── AVAILABLE DATA
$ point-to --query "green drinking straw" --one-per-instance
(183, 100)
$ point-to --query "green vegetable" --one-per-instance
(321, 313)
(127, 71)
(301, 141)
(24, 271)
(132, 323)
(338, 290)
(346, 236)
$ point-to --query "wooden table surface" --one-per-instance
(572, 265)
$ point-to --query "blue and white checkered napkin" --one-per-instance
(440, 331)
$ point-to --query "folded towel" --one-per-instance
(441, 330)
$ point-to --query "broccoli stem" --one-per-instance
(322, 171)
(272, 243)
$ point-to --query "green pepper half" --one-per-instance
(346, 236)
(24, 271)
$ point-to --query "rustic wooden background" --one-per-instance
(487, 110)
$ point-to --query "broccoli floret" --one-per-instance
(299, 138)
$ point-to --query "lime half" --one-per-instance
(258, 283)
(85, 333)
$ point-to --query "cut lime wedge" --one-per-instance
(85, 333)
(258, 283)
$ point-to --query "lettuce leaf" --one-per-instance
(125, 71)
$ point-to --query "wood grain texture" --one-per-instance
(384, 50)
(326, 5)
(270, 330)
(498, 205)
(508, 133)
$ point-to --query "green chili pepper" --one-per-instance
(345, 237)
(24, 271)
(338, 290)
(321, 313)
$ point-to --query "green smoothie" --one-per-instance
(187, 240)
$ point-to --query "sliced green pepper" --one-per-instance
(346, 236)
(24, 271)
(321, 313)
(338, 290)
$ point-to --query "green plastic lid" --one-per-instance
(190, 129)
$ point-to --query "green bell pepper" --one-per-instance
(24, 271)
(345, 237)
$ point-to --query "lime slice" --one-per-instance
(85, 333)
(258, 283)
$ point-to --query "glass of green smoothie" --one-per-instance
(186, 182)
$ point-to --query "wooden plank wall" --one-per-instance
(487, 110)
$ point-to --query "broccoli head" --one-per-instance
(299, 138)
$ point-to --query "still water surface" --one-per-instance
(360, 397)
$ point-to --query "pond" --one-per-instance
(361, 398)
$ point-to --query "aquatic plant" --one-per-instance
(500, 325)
────
**ACTION ITEM**
Print out every entry, keeping each one exact.

**EXERCISE RESULT**
$ point-to --query "green drinking straw" --one-per-instance
(183, 100)
$ point-to --query "green vegetable" --one-per-instance
(321, 313)
(127, 71)
(301, 141)
(24, 271)
(132, 323)
(338, 290)
(346, 236)
$ point-to --query "wooden table surface" --one-per-instance
(572, 265)
$ point-to --query "blue and white checkered napkin" --one-per-instance
(440, 331)
$ point-to --query "folded towel" --one-per-instance
(441, 330)
$ point-to --query "broccoli stem" --one-per-instance
(322, 171)
(272, 243)
$ point-to --query "green pepper half" --one-per-instance
(346, 236)
(24, 271)
$ point-to --query "rustic wooden background" --one-per-instance
(487, 110)
$ point-to --query "broccoli floret" --one-per-instance
(299, 138)
$ point-to --query "lime half" --one-per-instance
(258, 283)
(85, 333)
$ point-to --query "cut lime wedge" --one-per-instance
(85, 333)
(258, 283)
$ point-to --query "lettuce leaf" --one-per-instance
(125, 71)
$ point-to --query "wood grain texture" --one-per-instance
(384, 50)
(326, 5)
(270, 330)
(498, 205)
(508, 133)
$ point-to --query "green chili pepper" --one-per-instance
(345, 237)
(24, 271)
(338, 290)
(321, 313)
$ point-to --query "green smoothie" --one-per-instance
(187, 240)
$ point-to --query "sliced green pepper" --one-per-instance
(346, 236)
(24, 271)
(321, 313)
(338, 290)
$ point-to --query "green plastic lid" --one-per-instance
(190, 129)
$ point-to --query "green bell pepper" --one-per-instance
(24, 271)
(345, 237)
$ point-to --query "lime slice" --one-per-instance
(85, 333)
(258, 283)
$ point-to --query "glass of green smoothie" --one-per-instance
(186, 182)
$ point-to --query "wooden plank wall" --one-per-instance
(487, 110)
$ point-to --query "broccoli head" --one-per-instance
(299, 138)
$ point-to --query "still water surface" --one-per-instance
(360, 397)
$ point-to --query "pond" --one-per-instance
(361, 398)
$ point-to --query "aquatic plant" --one-per-instance
(500, 325)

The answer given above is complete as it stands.